[Start]
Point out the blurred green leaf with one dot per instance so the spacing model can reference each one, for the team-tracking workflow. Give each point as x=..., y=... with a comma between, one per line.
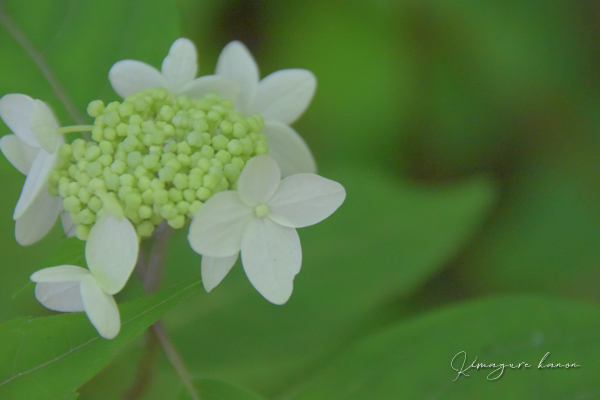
x=413, y=360
x=209, y=389
x=363, y=75
x=358, y=265
x=80, y=41
x=53, y=356
x=545, y=236
x=493, y=77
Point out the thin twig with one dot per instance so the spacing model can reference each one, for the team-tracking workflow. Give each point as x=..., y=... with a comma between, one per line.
x=175, y=359
x=150, y=271
x=144, y=370
x=41, y=63
x=152, y=277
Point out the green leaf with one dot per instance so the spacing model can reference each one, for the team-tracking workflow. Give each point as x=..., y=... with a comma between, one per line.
x=380, y=246
x=364, y=75
x=545, y=237
x=413, y=360
x=80, y=41
x=209, y=389
x=53, y=356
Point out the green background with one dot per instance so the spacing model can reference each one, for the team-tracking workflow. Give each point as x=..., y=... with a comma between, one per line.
x=466, y=134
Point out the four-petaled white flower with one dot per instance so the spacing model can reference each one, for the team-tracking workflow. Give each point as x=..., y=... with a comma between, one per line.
x=178, y=70
x=111, y=253
x=33, y=150
x=259, y=219
x=280, y=98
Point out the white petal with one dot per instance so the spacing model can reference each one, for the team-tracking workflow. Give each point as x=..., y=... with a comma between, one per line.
x=38, y=219
x=284, y=95
x=130, y=76
x=18, y=153
x=15, y=110
x=111, y=252
x=100, y=308
x=216, y=229
x=271, y=255
x=62, y=273
x=60, y=296
x=259, y=180
x=305, y=199
x=214, y=269
x=289, y=150
x=68, y=226
x=236, y=63
x=44, y=126
x=36, y=181
x=180, y=65
x=200, y=87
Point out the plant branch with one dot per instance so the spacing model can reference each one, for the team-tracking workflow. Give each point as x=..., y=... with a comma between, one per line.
x=150, y=270
x=175, y=359
x=39, y=60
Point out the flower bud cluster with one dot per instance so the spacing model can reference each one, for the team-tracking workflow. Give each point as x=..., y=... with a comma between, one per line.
x=157, y=156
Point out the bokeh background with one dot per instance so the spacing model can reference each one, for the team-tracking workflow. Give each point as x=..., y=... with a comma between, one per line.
x=467, y=136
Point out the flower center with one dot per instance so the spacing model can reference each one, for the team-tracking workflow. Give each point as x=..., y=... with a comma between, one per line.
x=157, y=156
x=262, y=210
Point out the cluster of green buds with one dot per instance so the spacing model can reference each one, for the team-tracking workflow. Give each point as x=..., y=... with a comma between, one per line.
x=157, y=156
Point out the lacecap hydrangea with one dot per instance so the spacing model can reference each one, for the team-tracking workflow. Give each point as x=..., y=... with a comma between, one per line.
x=171, y=145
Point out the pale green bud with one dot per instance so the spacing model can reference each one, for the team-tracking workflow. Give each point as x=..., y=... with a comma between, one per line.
x=220, y=142
x=86, y=216
x=118, y=167
x=73, y=189
x=145, y=211
x=95, y=108
x=105, y=160
x=207, y=152
x=112, y=118
x=121, y=129
x=134, y=159
x=65, y=151
x=110, y=133
x=148, y=196
x=175, y=195
x=194, y=207
x=203, y=193
x=93, y=169
x=72, y=204
x=82, y=232
x=161, y=197
x=177, y=223
x=168, y=211
x=143, y=183
x=145, y=229
x=84, y=195
x=135, y=119
x=95, y=204
x=133, y=201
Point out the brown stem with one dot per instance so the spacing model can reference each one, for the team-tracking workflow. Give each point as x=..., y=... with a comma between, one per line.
x=39, y=60
x=150, y=271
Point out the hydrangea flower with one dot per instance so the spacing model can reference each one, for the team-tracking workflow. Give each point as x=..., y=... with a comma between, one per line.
x=259, y=219
x=111, y=253
x=178, y=70
x=32, y=149
x=280, y=98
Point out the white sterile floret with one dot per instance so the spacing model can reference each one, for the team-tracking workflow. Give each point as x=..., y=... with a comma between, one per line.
x=32, y=149
x=111, y=253
x=179, y=68
x=280, y=98
x=259, y=219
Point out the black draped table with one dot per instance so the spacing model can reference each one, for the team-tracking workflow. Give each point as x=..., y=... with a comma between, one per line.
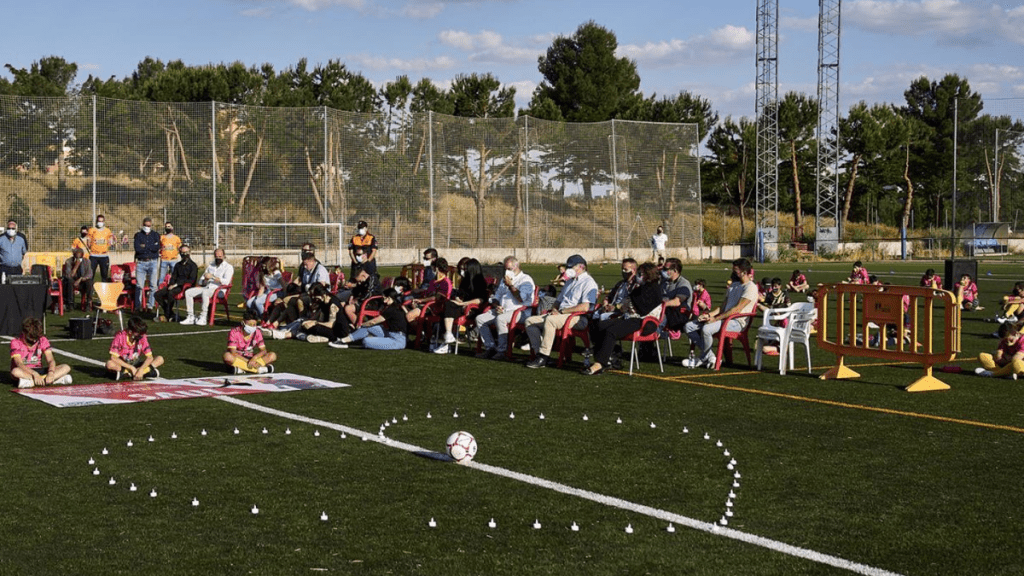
x=18, y=302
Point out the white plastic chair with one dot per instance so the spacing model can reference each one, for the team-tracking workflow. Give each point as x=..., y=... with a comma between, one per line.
x=772, y=330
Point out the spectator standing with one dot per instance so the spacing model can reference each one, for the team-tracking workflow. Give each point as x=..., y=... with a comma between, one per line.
x=170, y=244
x=12, y=249
x=146, y=264
x=100, y=241
x=657, y=244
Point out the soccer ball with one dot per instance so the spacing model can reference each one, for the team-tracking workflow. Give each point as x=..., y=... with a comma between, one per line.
x=461, y=446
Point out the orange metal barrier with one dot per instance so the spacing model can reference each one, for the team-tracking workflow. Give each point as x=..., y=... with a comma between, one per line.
x=848, y=314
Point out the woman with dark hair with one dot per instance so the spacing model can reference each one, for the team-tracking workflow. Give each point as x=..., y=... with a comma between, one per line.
x=386, y=331
x=644, y=300
x=472, y=291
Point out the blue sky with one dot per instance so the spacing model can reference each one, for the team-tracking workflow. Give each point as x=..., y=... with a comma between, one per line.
x=704, y=47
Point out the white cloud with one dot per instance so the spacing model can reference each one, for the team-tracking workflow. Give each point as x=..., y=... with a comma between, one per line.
x=726, y=43
x=414, y=65
x=950, y=22
x=313, y=5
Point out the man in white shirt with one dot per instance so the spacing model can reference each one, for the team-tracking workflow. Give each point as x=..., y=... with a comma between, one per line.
x=514, y=292
x=579, y=294
x=740, y=297
x=217, y=274
x=657, y=244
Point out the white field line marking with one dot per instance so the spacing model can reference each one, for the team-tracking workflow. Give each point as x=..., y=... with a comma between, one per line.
x=593, y=496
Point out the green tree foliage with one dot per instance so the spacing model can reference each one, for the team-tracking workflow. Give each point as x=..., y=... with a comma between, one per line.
x=584, y=80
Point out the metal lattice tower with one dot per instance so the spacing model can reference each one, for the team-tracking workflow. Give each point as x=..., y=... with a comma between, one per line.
x=766, y=217
x=827, y=233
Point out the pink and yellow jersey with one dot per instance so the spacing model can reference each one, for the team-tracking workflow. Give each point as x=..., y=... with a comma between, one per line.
x=128, y=350
x=245, y=345
x=32, y=356
x=100, y=240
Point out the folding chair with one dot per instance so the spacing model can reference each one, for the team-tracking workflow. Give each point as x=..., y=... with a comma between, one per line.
x=110, y=301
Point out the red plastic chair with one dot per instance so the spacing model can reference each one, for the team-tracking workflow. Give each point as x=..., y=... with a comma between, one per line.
x=567, y=336
x=219, y=297
x=725, y=337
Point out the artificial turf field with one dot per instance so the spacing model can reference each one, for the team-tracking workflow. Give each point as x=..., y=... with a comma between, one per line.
x=922, y=484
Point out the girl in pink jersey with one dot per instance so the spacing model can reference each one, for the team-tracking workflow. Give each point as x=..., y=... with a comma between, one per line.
x=27, y=354
x=131, y=355
x=246, y=351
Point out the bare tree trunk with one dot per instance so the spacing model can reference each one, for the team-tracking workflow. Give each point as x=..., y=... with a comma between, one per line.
x=848, y=200
x=249, y=177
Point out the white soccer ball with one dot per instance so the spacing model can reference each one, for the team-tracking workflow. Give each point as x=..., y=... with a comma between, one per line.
x=461, y=446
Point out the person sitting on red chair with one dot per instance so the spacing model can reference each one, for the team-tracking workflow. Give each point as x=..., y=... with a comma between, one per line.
x=740, y=297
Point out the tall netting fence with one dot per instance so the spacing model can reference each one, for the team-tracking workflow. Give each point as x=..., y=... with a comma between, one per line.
x=214, y=170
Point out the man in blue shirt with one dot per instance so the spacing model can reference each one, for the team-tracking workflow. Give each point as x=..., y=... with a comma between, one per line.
x=12, y=249
x=146, y=264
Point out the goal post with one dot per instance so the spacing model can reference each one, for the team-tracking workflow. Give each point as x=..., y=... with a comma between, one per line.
x=282, y=239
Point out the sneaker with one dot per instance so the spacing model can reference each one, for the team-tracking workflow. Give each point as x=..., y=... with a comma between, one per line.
x=540, y=362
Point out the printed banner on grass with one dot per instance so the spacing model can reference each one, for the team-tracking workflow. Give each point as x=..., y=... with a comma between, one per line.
x=157, y=388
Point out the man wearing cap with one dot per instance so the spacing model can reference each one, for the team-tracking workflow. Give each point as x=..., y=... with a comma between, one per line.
x=368, y=255
x=77, y=275
x=579, y=294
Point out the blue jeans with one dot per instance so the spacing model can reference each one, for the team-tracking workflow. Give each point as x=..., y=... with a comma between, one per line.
x=165, y=268
x=374, y=337
x=146, y=270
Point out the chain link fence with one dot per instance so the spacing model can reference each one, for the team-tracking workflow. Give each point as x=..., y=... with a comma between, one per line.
x=419, y=179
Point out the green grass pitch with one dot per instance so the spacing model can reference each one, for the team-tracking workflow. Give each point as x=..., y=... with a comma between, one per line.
x=922, y=484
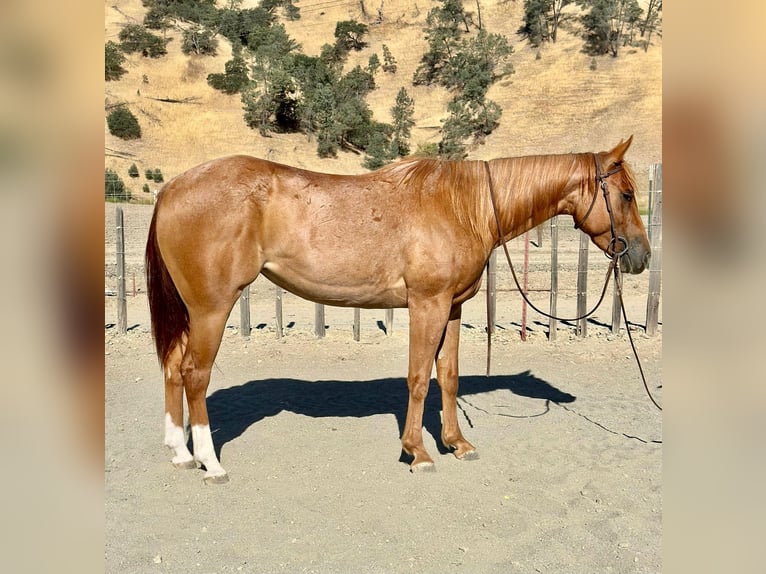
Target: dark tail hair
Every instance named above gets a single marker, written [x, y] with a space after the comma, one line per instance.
[170, 318]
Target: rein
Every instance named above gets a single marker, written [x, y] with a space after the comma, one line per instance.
[611, 253]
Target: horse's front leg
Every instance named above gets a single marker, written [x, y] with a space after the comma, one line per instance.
[428, 317]
[447, 372]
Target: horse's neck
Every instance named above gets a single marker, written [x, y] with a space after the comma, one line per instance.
[531, 190]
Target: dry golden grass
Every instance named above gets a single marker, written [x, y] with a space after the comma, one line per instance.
[555, 104]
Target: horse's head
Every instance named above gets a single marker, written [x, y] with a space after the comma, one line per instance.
[608, 211]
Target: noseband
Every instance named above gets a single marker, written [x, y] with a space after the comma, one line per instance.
[601, 178]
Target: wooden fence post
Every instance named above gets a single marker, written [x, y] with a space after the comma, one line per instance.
[357, 323]
[554, 276]
[524, 282]
[492, 292]
[244, 312]
[655, 263]
[122, 306]
[582, 285]
[389, 321]
[616, 305]
[319, 329]
[279, 311]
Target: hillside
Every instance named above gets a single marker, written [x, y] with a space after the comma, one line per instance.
[553, 103]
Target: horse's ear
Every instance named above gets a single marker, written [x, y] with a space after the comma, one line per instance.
[617, 153]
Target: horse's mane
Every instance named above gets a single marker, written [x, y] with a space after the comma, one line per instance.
[462, 184]
[524, 186]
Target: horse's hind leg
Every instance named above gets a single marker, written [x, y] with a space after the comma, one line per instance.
[205, 334]
[447, 377]
[175, 439]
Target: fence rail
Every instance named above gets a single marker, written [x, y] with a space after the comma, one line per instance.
[491, 291]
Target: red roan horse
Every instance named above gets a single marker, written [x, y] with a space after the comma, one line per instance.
[413, 234]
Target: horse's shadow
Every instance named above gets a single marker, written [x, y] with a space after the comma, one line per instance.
[234, 409]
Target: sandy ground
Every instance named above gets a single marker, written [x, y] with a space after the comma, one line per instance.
[569, 477]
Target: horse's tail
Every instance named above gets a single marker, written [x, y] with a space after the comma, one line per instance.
[170, 318]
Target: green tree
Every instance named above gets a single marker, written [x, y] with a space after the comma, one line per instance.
[443, 30]
[402, 114]
[349, 35]
[136, 38]
[235, 76]
[467, 119]
[325, 123]
[113, 61]
[608, 24]
[389, 62]
[114, 187]
[157, 18]
[476, 64]
[542, 19]
[123, 124]
[652, 21]
[373, 64]
[200, 41]
[377, 152]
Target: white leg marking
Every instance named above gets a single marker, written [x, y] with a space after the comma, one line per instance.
[176, 441]
[204, 451]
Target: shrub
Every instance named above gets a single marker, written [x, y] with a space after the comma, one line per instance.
[234, 79]
[113, 61]
[200, 41]
[123, 124]
[136, 38]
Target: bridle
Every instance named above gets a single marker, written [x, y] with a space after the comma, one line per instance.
[610, 252]
[602, 183]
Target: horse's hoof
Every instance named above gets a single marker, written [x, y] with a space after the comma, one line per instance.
[470, 455]
[216, 479]
[426, 466]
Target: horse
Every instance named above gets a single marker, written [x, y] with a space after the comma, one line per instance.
[416, 233]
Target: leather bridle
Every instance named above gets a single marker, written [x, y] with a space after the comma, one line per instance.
[610, 251]
[602, 183]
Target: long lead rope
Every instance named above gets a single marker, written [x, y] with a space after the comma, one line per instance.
[613, 268]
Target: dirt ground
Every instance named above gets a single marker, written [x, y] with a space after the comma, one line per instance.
[569, 477]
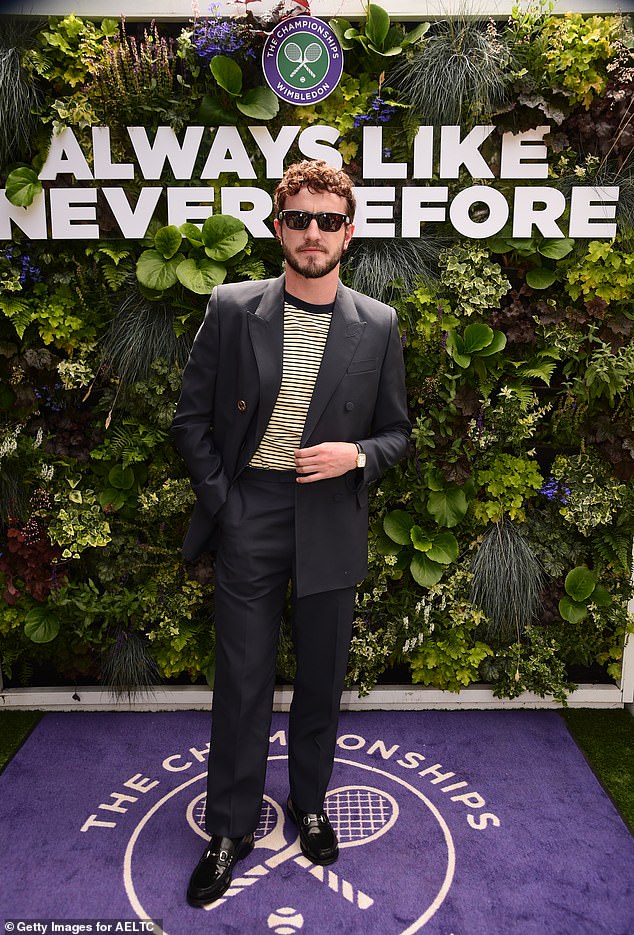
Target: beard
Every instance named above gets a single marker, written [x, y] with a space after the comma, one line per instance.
[311, 266]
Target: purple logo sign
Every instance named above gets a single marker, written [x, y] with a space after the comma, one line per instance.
[302, 60]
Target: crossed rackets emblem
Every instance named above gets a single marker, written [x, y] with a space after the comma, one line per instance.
[358, 814]
[311, 54]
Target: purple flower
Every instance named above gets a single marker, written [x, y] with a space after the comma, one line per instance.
[555, 490]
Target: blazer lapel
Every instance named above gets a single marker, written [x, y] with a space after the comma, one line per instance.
[266, 328]
[344, 335]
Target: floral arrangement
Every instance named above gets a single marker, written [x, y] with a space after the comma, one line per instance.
[500, 550]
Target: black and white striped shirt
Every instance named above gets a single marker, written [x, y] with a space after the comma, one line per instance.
[305, 333]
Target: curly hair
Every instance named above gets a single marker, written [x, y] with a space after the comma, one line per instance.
[317, 176]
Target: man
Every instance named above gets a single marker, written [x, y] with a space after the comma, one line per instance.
[293, 402]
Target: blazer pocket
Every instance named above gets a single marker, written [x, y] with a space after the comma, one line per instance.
[362, 366]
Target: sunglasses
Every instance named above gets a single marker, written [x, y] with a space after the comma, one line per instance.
[329, 221]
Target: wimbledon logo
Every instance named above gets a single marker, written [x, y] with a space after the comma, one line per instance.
[302, 60]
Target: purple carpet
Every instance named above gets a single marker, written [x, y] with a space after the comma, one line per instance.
[450, 823]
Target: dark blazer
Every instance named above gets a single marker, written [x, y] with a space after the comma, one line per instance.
[230, 386]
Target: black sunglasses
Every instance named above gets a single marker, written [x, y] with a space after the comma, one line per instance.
[329, 221]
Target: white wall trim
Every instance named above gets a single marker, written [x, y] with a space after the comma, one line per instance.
[383, 698]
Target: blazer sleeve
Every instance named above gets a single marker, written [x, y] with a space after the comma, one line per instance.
[391, 427]
[192, 428]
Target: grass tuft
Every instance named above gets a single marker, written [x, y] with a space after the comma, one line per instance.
[507, 581]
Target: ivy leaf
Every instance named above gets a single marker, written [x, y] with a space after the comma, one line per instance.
[377, 26]
[447, 506]
[420, 539]
[227, 73]
[476, 337]
[192, 232]
[22, 186]
[556, 249]
[260, 103]
[212, 113]
[201, 275]
[40, 625]
[167, 241]
[424, 571]
[497, 344]
[223, 236]
[580, 583]
[572, 611]
[397, 525]
[444, 548]
[155, 272]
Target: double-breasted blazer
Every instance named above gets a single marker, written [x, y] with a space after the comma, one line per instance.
[230, 386]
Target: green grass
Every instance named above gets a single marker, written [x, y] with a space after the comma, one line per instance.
[605, 737]
[15, 727]
[607, 740]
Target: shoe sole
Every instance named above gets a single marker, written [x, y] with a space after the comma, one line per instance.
[198, 903]
[324, 862]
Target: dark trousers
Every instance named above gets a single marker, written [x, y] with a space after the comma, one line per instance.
[254, 565]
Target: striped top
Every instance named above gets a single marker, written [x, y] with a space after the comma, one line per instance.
[305, 333]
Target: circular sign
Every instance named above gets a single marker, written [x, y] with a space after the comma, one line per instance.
[302, 60]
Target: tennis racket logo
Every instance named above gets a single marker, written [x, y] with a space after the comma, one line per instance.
[311, 54]
[358, 814]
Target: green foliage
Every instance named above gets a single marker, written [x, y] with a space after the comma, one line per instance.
[473, 281]
[577, 52]
[507, 483]
[192, 257]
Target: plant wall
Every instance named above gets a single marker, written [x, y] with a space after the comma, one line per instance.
[500, 549]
[End]
Copy out the records above word for word, starting at the line that contains "Point out the green tree" and stopping after the line that contains "x=725, y=337".

Point out the green tree foliage with one dot per instance so the spacing model can reference each one, for the team-tracking workflow. Give each point as x=..., y=... with a comma between, one per line.
x=584, y=80
Point out the metal lattice tower with one dot per instance so the spacing model can reference each one, for the team-tracking workflow. Give each point as x=..., y=... with a comma between, one per line.
x=766, y=217
x=827, y=233
Point out the pink and yellow jersey with one dot per instance so the spacing model can reference each one, for the team-tracking workflow. Give each point as x=..., y=... with a comma between, one per line.
x=128, y=350
x=245, y=345
x=32, y=356
x=100, y=240
Point out the folding chair with one dot per instance so the spacing model can reference each one, for the team-tracking workflow. Give each point as x=..., y=... with a comma between, one per line.
x=110, y=301
Point out the red plastic chair with one dot per instance so the spacing model can reference each one, for the team-tracking workflow. Give each point as x=..., y=... with a comma between, one per line.
x=567, y=336
x=219, y=297
x=725, y=337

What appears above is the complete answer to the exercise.